───── Dataset records

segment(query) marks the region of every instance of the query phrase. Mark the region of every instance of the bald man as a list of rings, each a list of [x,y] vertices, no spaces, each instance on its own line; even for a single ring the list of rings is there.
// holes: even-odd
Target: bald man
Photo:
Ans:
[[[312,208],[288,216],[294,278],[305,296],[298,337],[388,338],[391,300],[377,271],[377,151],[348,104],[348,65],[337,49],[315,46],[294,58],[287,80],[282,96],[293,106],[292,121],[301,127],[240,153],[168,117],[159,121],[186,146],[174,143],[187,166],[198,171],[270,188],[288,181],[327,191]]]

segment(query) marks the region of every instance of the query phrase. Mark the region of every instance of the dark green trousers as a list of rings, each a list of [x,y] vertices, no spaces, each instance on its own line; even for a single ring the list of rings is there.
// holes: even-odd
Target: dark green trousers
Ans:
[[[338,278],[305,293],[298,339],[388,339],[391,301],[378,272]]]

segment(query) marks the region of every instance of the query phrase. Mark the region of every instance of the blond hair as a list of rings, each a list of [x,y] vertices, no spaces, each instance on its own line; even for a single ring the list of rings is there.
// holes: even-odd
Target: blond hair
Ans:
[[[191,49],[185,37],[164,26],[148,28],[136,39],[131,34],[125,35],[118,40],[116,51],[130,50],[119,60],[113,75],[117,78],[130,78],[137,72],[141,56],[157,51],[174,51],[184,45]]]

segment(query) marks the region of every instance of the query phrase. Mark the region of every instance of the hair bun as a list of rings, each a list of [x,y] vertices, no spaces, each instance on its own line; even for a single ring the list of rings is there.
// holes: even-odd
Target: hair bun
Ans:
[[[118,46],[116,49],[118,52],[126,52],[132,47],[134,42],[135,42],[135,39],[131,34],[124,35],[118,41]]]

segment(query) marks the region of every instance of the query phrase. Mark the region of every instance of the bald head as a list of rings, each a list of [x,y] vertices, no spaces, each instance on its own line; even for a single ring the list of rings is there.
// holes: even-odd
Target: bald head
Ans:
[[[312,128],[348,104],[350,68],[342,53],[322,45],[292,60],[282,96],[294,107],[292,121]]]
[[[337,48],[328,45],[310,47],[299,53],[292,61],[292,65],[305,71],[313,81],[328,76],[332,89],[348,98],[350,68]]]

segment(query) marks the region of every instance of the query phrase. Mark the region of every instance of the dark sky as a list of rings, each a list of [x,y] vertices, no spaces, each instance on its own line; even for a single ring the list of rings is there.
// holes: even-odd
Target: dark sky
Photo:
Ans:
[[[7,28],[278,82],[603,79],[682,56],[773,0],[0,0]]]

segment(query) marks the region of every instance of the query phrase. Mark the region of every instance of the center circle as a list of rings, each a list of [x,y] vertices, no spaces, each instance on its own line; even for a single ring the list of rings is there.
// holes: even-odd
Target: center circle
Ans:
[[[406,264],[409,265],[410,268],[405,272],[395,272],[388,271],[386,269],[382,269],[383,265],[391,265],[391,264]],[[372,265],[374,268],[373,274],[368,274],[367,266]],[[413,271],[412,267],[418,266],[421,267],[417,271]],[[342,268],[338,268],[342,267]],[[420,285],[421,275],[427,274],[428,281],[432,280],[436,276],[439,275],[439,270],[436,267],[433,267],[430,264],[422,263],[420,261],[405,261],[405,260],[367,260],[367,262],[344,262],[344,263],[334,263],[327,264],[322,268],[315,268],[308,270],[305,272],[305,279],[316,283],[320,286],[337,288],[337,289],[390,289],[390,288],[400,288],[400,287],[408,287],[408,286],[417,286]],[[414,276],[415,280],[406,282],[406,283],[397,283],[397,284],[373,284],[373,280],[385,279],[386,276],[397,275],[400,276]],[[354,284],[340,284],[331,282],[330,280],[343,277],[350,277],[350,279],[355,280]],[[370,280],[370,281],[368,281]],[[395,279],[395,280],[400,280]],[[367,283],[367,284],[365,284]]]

──────────

Rewrite all of the data above, replacing every occurrence of "hair bun" with "topknot" and leaving everything else unchanged.

segment(query) marks the region of every instance of the query phrase. Mark the region of every instance of the bald man as a list of rings, each a list of [x,y] vertices, no spaces, each instance on its own line; even for a single ring the list of rings is there.
// holes: even-odd
Target: bald man
Photo:
Ans:
[[[312,208],[288,216],[294,278],[305,296],[298,337],[388,338],[391,300],[377,271],[377,151],[348,104],[348,65],[337,49],[315,46],[294,58],[287,80],[282,96],[293,106],[292,121],[301,127],[240,153],[168,117],[159,121],[186,146],[174,143],[187,166],[198,171],[270,188],[288,181],[327,191]]]

segment(query) marks the region of every instance of the query phrase. Mark the region of every instance of the dark green trousers as a list of rings, each a list of [x,y] vertices, no spaces, each instance on its own line; even for a single ring the list of rings is there.
// holes: even-odd
Target: dark green trousers
Ans:
[[[338,278],[305,293],[298,339],[388,339],[391,301],[378,272]]]

segment(query) marks the region of every instance of the query phrase. Mark the region of every instance of the blond hair as a list of rings, each a list of [x,y] vertices, no spaces, each instance on its own line; even for a single ring the list of rings is there.
// holes: even-odd
Target: blond hair
Ans:
[[[191,49],[185,37],[164,26],[148,28],[136,39],[131,34],[125,35],[118,40],[116,51],[130,50],[119,60],[113,75],[117,78],[130,78],[137,72],[141,56],[157,51],[174,51],[184,45]]]

segment(query) marks the region of every instance of the query phrase. Mark the region of every instance of the topknot as a list of rings, each a list of [x,y] vertices, no spaces, each instance on its own line; even for a single ring the list of rings is there.
// holes: even-odd
Target: topknot
Ans:
[[[118,46],[116,49],[118,52],[126,52],[132,47],[134,42],[135,42],[135,39],[131,34],[124,35],[118,41]]]

segment(query) marks the region of every instance of the query phrase. Mark the region of every instance of the bald head as a list of rings, each a list of [x,y] vertices, no spaces, each instance on its own line; even for a single ring the list of rings is there.
// holes: even-odd
Target: bald head
Ans:
[[[312,128],[348,104],[350,68],[342,53],[322,45],[292,60],[282,96],[294,107],[292,121]]]
[[[337,48],[328,45],[310,47],[299,53],[292,61],[292,65],[305,71],[313,81],[328,76],[332,89],[348,98],[350,68]]]

segment(query) marks the region of every instance of the query phrase. Mark the region of every instance of the dark sky as a list of rings, each a list of [x,y] vertices, no spaces, each instance on its own line; even for a single ring the list of rings is there.
// holes: even-odd
Target: dark sky
Photo:
Ans:
[[[7,28],[278,82],[603,79],[682,56],[773,0],[0,0]]]

segment(query) marks the region of every instance of the query phrase. Mark the region of every instance of the center circle as a list of rings, each a list of [x,y] vertices, no spaces, each instance on its own line; even for a single ring the list of rings is there.
// holes: even-odd
Target: center circle
Ans:
[[[406,264],[409,265],[410,268],[405,272],[395,272],[388,271],[386,269],[382,269],[383,265],[391,265],[391,264]],[[372,265],[374,268],[373,274],[368,274],[367,266]],[[413,271],[412,267],[418,266],[421,267],[417,271]],[[342,268],[338,268],[342,267]],[[420,285],[421,275],[427,274],[428,281],[432,280],[436,276],[439,275],[439,270],[436,267],[433,267],[430,264],[422,263],[420,261],[405,261],[405,260],[367,260],[367,262],[344,262],[344,263],[334,263],[327,264],[322,268],[315,268],[308,270],[305,272],[305,279],[316,283],[320,286],[337,288],[337,289],[390,289],[390,288],[400,288],[400,287],[408,287],[408,286],[417,286]],[[414,276],[415,280],[406,282],[406,283],[397,283],[397,284],[373,284],[373,280],[385,279],[386,276],[397,275],[400,276]],[[354,284],[340,284],[331,282],[330,280],[343,277],[350,277],[350,279],[355,280]],[[370,280],[370,281],[368,281]],[[395,279],[395,280],[400,280]],[[367,283],[367,284],[365,284]]]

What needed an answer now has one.